▶ [TASK INSTRUCTIONS] Reproduce every entry exactly.
•••••
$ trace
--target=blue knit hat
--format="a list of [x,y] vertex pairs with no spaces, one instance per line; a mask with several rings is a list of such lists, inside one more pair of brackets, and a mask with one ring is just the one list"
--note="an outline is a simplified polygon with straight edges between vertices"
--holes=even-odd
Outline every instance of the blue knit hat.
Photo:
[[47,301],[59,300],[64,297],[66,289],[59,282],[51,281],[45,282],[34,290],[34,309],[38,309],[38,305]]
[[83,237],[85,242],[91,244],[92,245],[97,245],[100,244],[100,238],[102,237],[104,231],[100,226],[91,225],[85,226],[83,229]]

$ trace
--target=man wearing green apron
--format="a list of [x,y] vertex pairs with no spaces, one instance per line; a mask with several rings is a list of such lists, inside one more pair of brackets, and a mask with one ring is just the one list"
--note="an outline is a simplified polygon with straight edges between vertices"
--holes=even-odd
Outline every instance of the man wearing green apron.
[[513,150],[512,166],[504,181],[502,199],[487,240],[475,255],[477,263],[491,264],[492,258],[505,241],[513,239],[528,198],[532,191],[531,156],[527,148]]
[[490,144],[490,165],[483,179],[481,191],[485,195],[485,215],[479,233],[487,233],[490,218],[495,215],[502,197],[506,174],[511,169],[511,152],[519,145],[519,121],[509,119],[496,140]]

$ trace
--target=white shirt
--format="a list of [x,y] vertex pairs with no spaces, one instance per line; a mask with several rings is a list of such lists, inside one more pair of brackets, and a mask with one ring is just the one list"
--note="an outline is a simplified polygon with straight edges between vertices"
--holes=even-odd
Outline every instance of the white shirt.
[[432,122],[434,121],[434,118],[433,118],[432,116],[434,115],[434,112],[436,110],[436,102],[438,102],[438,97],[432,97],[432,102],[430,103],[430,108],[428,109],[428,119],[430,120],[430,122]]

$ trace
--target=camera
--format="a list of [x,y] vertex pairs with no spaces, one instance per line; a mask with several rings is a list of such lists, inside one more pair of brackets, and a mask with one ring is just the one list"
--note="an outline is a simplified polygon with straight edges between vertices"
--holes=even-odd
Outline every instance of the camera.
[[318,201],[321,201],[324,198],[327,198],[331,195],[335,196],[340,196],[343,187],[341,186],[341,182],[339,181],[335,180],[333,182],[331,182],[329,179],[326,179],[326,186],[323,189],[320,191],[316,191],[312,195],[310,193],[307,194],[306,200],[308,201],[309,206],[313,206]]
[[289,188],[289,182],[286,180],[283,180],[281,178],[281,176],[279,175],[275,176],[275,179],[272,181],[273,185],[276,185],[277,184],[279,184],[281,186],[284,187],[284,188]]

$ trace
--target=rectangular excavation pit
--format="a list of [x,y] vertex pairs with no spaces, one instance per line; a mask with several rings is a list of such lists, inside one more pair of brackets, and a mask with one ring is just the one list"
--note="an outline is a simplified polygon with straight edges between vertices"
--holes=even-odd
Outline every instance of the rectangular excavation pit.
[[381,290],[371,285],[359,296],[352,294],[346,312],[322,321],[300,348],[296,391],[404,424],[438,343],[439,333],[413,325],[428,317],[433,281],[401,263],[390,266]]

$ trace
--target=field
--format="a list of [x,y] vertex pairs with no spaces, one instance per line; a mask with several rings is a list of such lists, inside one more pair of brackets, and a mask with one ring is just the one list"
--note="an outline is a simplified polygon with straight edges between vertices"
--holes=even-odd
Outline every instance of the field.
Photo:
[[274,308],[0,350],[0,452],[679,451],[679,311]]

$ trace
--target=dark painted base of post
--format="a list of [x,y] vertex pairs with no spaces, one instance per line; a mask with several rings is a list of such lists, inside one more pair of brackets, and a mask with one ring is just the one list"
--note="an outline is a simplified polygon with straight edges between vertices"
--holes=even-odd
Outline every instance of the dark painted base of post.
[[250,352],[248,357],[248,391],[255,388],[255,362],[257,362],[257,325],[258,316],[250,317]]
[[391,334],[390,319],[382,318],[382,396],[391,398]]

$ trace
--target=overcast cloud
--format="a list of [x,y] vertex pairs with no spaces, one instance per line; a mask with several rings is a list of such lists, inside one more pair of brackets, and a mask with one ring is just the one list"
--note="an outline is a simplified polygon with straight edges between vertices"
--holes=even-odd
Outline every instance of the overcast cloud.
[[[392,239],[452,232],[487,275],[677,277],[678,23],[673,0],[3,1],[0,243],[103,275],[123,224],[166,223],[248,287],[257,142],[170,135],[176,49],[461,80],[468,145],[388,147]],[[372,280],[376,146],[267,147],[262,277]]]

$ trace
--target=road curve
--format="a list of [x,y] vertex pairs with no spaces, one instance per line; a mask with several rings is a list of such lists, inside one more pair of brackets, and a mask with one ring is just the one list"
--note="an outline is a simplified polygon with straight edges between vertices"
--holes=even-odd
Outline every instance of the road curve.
•••••
▶ [THE RESPONSE]
$ trace
--target=blue knit hat
--format="a list of [x,y] vertex pairs with no spaces, one instance per line; a mask with several rings is a list of such lists, inside one more pair of brackets, and a mask with one ring is just the one list"
--note="an outline is a simplified polygon with straight edges between vertices"
--holes=even-odd
Outline every instance of the blue knit hat.
Photo:
[[47,301],[59,300],[64,297],[66,289],[59,282],[51,281],[45,282],[34,290],[34,309],[38,309],[38,305]]
[[83,237],[85,242],[91,244],[92,245],[97,245],[100,244],[100,238],[102,237],[104,231],[100,226],[91,225],[85,226],[83,229]]

$ trace
--target=man wearing green apron
--format="a list of [x,y] vertex pairs with no spaces, one instance per line; a mask with several rings is a list of such lists, inside one more pair of brackets, and a mask with one ring is just the one list"
--note="an outline is a simplified polygon with straight edges between vertices"
--holes=even-odd
Outline every instance of the man wearing green apron.
[[513,150],[512,166],[504,181],[502,199],[487,240],[475,255],[477,263],[491,264],[492,258],[505,241],[513,239],[528,198],[532,191],[531,156],[527,148]]
[[490,144],[490,165],[483,179],[481,191],[485,195],[485,215],[479,233],[487,233],[490,218],[495,215],[502,197],[506,174],[511,169],[511,152],[519,145],[519,121],[509,119],[496,140]]

$ trace
--target=white shirt
--format="a list of [x,y] vertex pairs with no spaces, one instance per line; a mask with several rings is a list of such lists, inside one more pair of brackets, and a mask with one ring is just the one list"
--note="an outline is a simplified polygon with straight edges between vertices"
--holes=even-odd
Outline every instance of the white shirt.
[[432,122],[434,121],[434,118],[433,118],[432,116],[434,115],[434,112],[436,110],[436,102],[438,102],[438,97],[432,97],[432,102],[430,103],[430,108],[428,109],[428,119],[430,120],[430,122]]

$ trace
--target=camera
--format="a list of [x,y] vertex pairs with no spaces, one instance per line; a mask with several rings is a list of such lists, inside one more pair of brackets, and a mask with one ring is just the one list"
--note="an outline is a simplified polygon with straight edges between vertices"
--holes=even-odd
Outline every instance of the camera.
[[318,201],[321,201],[324,198],[327,198],[331,195],[335,196],[340,196],[343,187],[341,186],[341,182],[339,181],[335,180],[333,182],[331,182],[329,179],[326,179],[326,186],[323,189],[320,191],[316,191],[312,195],[310,193],[307,194],[306,200],[308,201],[309,206],[313,206]]
[[289,188],[289,182],[286,180],[283,180],[281,178],[281,176],[279,175],[275,176],[275,179],[272,181],[273,185],[276,185],[277,184],[279,184],[281,186],[284,187],[284,188]]

$ trace
--target=rectangular excavation pit
--format="a list of [x,y] vertex pairs with no spaces, one instance per line; a mask with several rings is a list of such lists, inside one more pair of brackets, and a mask with one ring is just the one list"
--note="an outline is a simplified polygon with straight edges between vertices"
--holes=even-odd
Outline every instance of the rectangular excavation pit.
[[381,290],[371,285],[359,296],[352,294],[346,312],[322,321],[300,348],[296,391],[404,424],[438,343],[439,333],[413,325],[428,317],[433,281],[401,263],[390,266]]

$ trace
--target=field
--format="a list of [x,y] vertex pairs with no spaces, one instance per line; a mask with several rings is a list of such lists, inside one more pair of brackets, and a mask with one ring is just the one list"
--note="an outline is a simplified polygon with straight edges between vertices"
--holes=even-odd
Outline every instance of the field.
Photo:
[[274,308],[0,350],[0,452],[679,451],[679,311]]

$ trace
--target=dark painted base of post
--format="a list of [x,y] vertex pairs with no spaces, one instance per line; a mask with several rings is a list of such lists, inside one more pair of brackets, and a mask with one ring is just the one list"
--note="an outline is a simplified polygon with straight edges between vertices"
--holes=even-odd
Outline every instance of the dark painted base of post.
[[250,352],[248,357],[248,391],[255,388],[255,362],[257,362],[257,325],[258,316],[250,317]]
[[391,334],[390,319],[382,318],[382,396],[391,398]]

$ trace
--target=overcast cloud
--format="a list of [x,y] vertex pairs with no spaces, one instance per line; a mask with several rings is a list of such lists, inside one more pair of brackets, and a mask with one ring is just the one list"
--note="an outline is a simplified polygon with straight edges between vertices"
--holes=even-odd
Outline every instance of the overcast cloud.
[[[392,239],[452,232],[487,275],[677,277],[678,23],[673,0],[3,1],[0,243],[103,275],[123,224],[166,223],[248,287],[257,142],[170,135],[176,49],[461,80],[468,145],[388,147]],[[372,280],[376,146],[267,147],[262,277]]]

$ trace
--target=road curve
--format="a list of [x,y] vertex pairs with no spaces, one instance per line; a mask with several rings is a list of such lists, inside one more pair of brackets, and a mask with one ring is just the one list"
--note="an outline is a simplified polygon with straight edges between vertices"
--holes=even-odd
Outline every instance of the road curve.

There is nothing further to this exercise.